Stored data
────────────────────────────────────────

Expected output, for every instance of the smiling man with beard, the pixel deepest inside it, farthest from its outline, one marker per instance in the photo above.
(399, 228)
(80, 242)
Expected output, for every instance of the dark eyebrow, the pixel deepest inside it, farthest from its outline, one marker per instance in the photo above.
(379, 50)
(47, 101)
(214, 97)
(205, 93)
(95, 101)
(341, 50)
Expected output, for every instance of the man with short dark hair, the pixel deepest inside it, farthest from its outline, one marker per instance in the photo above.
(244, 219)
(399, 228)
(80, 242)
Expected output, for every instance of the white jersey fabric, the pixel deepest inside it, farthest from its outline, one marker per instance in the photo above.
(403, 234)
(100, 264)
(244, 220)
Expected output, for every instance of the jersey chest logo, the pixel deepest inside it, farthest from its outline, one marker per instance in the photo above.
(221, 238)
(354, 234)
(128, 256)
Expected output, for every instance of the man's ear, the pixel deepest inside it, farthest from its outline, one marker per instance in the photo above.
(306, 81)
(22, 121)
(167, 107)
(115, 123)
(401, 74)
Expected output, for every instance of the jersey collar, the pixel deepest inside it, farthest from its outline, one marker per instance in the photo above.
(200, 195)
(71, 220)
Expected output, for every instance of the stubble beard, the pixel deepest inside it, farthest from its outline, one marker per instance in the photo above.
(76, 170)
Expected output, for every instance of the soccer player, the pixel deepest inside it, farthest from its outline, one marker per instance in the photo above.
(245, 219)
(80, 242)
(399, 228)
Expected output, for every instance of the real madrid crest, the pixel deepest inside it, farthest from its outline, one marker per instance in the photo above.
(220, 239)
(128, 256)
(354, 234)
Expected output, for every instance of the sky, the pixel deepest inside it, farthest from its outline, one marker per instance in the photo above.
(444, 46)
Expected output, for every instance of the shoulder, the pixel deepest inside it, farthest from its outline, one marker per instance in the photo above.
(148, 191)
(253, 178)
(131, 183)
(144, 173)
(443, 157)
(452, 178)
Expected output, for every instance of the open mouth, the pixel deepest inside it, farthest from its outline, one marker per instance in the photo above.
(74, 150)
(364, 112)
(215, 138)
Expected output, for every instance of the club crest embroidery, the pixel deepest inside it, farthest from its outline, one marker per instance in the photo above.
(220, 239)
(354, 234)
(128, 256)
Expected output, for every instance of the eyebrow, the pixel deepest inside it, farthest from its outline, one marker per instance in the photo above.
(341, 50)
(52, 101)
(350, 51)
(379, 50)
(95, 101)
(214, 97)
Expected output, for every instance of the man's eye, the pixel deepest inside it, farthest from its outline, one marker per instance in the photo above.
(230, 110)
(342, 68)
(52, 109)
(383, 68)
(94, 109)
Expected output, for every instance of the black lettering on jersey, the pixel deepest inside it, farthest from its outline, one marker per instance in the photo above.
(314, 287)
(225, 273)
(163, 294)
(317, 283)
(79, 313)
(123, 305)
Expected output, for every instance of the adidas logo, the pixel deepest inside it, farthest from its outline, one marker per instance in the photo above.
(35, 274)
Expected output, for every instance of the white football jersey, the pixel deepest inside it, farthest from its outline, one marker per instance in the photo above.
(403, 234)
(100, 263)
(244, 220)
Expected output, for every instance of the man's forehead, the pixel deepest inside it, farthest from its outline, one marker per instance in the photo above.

────────────────────────────────────────

Repeat the data above, word for word.

Expected output, for every instance of the smiling man with beard, the pixel deepest inside it, farthest from its outline, one marker per instance in the photo above.
(399, 228)
(80, 242)
Expected output, for every instance of the dark eyebrow, the pixel deepest inside it, farthest from its outline, one marker per instance in the photo above.
(379, 50)
(47, 101)
(214, 97)
(205, 93)
(95, 101)
(341, 50)
Expected output, for every instance of the man with short dark hair, the pixel deepest inside it, farthest from its outline, one marker per instance in the photo above.
(244, 219)
(399, 228)
(80, 242)
Expected output, for every instance of the white jersey fabric, the pixel deepest inside it, farthest from its outline, one marker per instance in the photo above.
(403, 234)
(100, 264)
(244, 220)
Expected output, for every instance of the jersey chest logo, the pixel deepest inside it, farthest from its outline, one marker per instance in the photo above.
(221, 238)
(354, 234)
(128, 256)
Expected output, for every instance of the man's ear, the pixel deepest inside it, farthest from its outline, one marker per instance in the photo above.
(306, 81)
(22, 121)
(167, 107)
(115, 123)
(401, 74)
Expected output, for every instance of the jersey collar, the pixel deepest inside it, farthest from its outline, one marker per instance in the photo above.
(200, 195)
(71, 220)
Expected output, for every instance of the stubble beard, the pixel deepest inside it, farthest from its outline, one marker per instance in the photo above.
(76, 170)
Expected output, for every instance of the soccer player, the pixel deepest inside it, farthest from its outline, one marker per instance in the photo above.
(245, 219)
(80, 242)
(399, 228)
Expected output, for every instance of the real madrid crest, the pixel deepest inside it, farthest from its outline, one marker per instance in the photo above.
(220, 239)
(128, 256)
(354, 234)
Expected output, for every instance of the sky, the pixel deepest inside it, farthest from its outline, one marker per instance in the photo above.
(444, 46)
Expected output, for every instance of the shoulder, the pixel deepest inside it, farthest from its outline, one marker per instance in the photo above.
(148, 191)
(253, 178)
(131, 183)
(144, 173)
(443, 157)
(452, 178)
Expected output, for every instance of the open mouth, the pixel deepest inside it, farthest from its outline, one marker per instance in the photo above.
(74, 150)
(364, 112)
(215, 138)
Expected output, for every instance of the club crest embroidery, the pixel deepest inside it, farthest from its outline, one marker per instance in the photo above.
(220, 239)
(354, 234)
(128, 256)
Expected output, for every instance of the eyebrow, the pixel deepest inside it, farthest from its outline, one marker per instance in the photo above.
(341, 50)
(52, 101)
(350, 51)
(379, 50)
(95, 101)
(214, 97)
Expected output, for every instance of the man's eye, the pixel deepest inside it, farthest from its outline, one marker per instance in the photo above.
(230, 110)
(342, 68)
(52, 109)
(383, 68)
(94, 109)
Expected output, for every instance of the black lettering on jersey, the pixel deepest inside it, farthest from its outline, one marker per instance in the photo above.
(314, 287)
(225, 273)
(163, 294)
(317, 283)
(79, 313)
(123, 305)
Expected output, for every instance of the adidas logo, the pixel deepest inside it, farthest from its outline, one marker per instance in the photo above.
(35, 274)
Expected output, for every instance of the white football jersey, the pixel deepest inside it, farthest from its outline, one marker per instance in the photo above.
(403, 234)
(100, 263)
(244, 220)
Expected output, for every instance of the man's forehead, the pixel deepest inside it, farthest from its outline, one marker per instance in the photo above.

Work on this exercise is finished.